Mais on pourrait bien ici poser une petite question critique : Pourquoi les
Apôtres ont-ils attendu l’Esprit de la Pentecôte pour parler ouvertement, alors
que Jésus leur a “insufflé” l’Esprit le soir même de la Résurrection (l’évangile
d’aujourd’hui reprend en effet celui du deuxième dimanche de Pâques). Il s’agit
non pas d’Esprits différents, mais d’effets différents du même Esprit.
Au soir
de la Résurrection, Jésus “souffle” sur ses Apôtres pour leur donner un pouvoir
spécial, celui de remettre les péchés. En latin, “spiritus” signifie souffle. Au
soir de la Cène, ils sont devenus évêques, prêtres ; au soir de Pâques, ils
reçoivent ce pouvoir pastoral de remettre les péchés ; c’est un sacrement
nouveau. Dans l’ancienne loi, “seul Dieu peut remettre les péchés” (Mt
5:21), mais maintenant Dieu confie ce pouvoir aux Apôtres, qui le communiqueront
à tous les évêques, à tous les prêtres.
Oh ! ce
pouvoir de remettre les péchés ! Comme il est heureux, le prêtre qui dit à un
pécheur : “Je vous pardonne tous vos péchés”. Et comme on se sent
vraiment allégé quand on se relève ensuite, après avoir entendu ces mots
sauveurs ! Merci, mon Dieu, pour ton Amour.
{On se
rappellera ici un petit détail liturgique d’autrefois, un peu amusant peut-être,
mystérieux sans doute, mais que les lignes précédentes peuvent mettre en
lumière. Lors de leur ordination sacerdotale, les prêtres étaient revêtus de
leur chasuble, mais pas entièrement : on la leur laissait un peu pliée, ramassée
sur les épaules, avant de la déployer complètement à la fin du rite. A ce
moment-là l’évêque consécrateur leur donnait le pouvoir de remettre les péchés.
C’était une allusion aux deux moments distincts de la Cène et de la
Résurrection.}
Le jour
de la Pentecôte, en revanche, l’Esprit qui vient en langues de feu ébranler le
Cénacle et les Apôtres en prière avec Marie, est cet Esprit de force que tout
baptisé doit recevoir un jour dans le sacrement de Confirmation. Et l’on
objectera : mais alors, les Apôtres ont été prêtres avant de recevoir la
Confirmation ! Pour eux, il devait en être ainsi, puisque c’est Jésus qui devait
leur conférer le Sacerdoce, avant de mourir. Mais pour la foule qui se convertit
là, l’Esprit leur a été donné aussitôt après le Baptême, ce que fit toujours
l’Église par la suite, jusqu’à nos jours. Baptême, Eucharistie et Confirmation
sont les trois sacrements de l’initiation chrétienne. C’est pourquoi,
normalement, ils sont nécessaires avant tout autre sacrement. Les Actes ne
disent pas quand cette foule a reçu ensuite l’Eucharistie, mais on sait que très
vite s’est instaurée parmi les baptisés l’habitude de célébrer la Résurrection
chaque dimanche, donc également l’Eucharistie.

Consignes:
- a) D'après l'extrait fourni, quels sont les trois sacrements de l'initiation chrétienne ?
- b) Poursuivez le texte sur l'Esprit reçu par les Apôtres à la Résurrection et à la Pentecôte, à partir de sa dernière phrase.

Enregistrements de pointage
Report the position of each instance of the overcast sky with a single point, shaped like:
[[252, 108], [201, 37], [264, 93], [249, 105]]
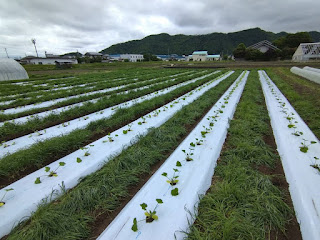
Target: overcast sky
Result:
[[61, 26]]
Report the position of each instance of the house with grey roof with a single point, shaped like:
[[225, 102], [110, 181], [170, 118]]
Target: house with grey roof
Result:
[[203, 56], [264, 46]]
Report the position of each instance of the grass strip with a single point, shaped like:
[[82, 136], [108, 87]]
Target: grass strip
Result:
[[10, 130], [100, 85], [243, 203], [71, 215], [80, 79], [21, 163], [133, 85], [302, 94]]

Tâches résolues:
- a) Le Baptême, l'Eucharistie et la Confirmation.

- b)
Nous
rejoignons maintenant saint Paul dans son fameux chapitre sur l’Esprit : Les
dons de la grâce sont variés, mais c’est toujours le même Esprit. Tous nous
avons été baptisés dans l’unique Esprit pour former un seul corps. Nous voyons
ici quelle solution propose Paul pour édifier une société comme Christ la veut :
que chacun soit animé d’un seul et unique Esprit ; prêtre ou laïc, avocat ou
cordonnier, ouvrier ou patron, informaticien ou pêcheur à la ligne, chacun a sa
place irremplaçable dans la société et dans l’Église, mais chacun doit recevoir
l’Esprit de l’unique Corps du Christ.
On dit
très souvent que la Pentecôte est la naissance de l’Église. Précisons que cette
naissance ― à l’instar de toute naissance ― se prépare et s’achève dans les
douleurs de l’enfantement : la formation de l’Église commence dès la conception
de Jésus dans le sein de Marie ; et après les douleurs de la Passion, apparaît
la Tête de ce Corps mystique, et après Elle tous les autres membres vivants :
ces membres vont désormais agir à partir de la Pentecôte.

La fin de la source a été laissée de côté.